(PROVIDED DATA)

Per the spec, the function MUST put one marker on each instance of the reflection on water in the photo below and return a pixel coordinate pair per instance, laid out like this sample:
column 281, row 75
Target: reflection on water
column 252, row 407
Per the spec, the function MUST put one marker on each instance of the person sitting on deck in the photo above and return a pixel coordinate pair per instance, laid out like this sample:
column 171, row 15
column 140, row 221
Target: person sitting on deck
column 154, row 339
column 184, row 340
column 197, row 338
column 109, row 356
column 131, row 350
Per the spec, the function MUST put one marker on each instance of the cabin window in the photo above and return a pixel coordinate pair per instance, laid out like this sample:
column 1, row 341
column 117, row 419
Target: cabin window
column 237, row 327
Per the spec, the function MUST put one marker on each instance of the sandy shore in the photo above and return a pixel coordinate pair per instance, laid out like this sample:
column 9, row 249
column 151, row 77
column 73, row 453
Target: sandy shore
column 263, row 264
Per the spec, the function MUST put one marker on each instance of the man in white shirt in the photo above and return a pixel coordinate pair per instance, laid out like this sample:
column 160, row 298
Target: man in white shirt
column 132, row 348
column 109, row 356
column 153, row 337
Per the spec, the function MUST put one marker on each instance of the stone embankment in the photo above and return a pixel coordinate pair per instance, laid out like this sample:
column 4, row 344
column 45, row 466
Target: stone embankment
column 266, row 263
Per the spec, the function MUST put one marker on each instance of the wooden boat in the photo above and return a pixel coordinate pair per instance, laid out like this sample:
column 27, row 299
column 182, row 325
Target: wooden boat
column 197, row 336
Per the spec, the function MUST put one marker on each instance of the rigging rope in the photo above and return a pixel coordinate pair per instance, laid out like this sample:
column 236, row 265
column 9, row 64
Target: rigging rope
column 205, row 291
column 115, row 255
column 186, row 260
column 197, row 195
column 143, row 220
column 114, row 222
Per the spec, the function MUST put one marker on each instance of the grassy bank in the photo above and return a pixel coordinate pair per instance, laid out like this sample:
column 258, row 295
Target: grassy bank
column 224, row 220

(End PROVIDED DATA)
(PROVIDED DATA)

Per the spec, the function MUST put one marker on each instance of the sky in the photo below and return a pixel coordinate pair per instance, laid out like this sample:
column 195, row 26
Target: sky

(End PROVIDED DATA)

Determine how many lines in the listing above contain the word "this". Provide that figure only.

RESPONSE AREA: 10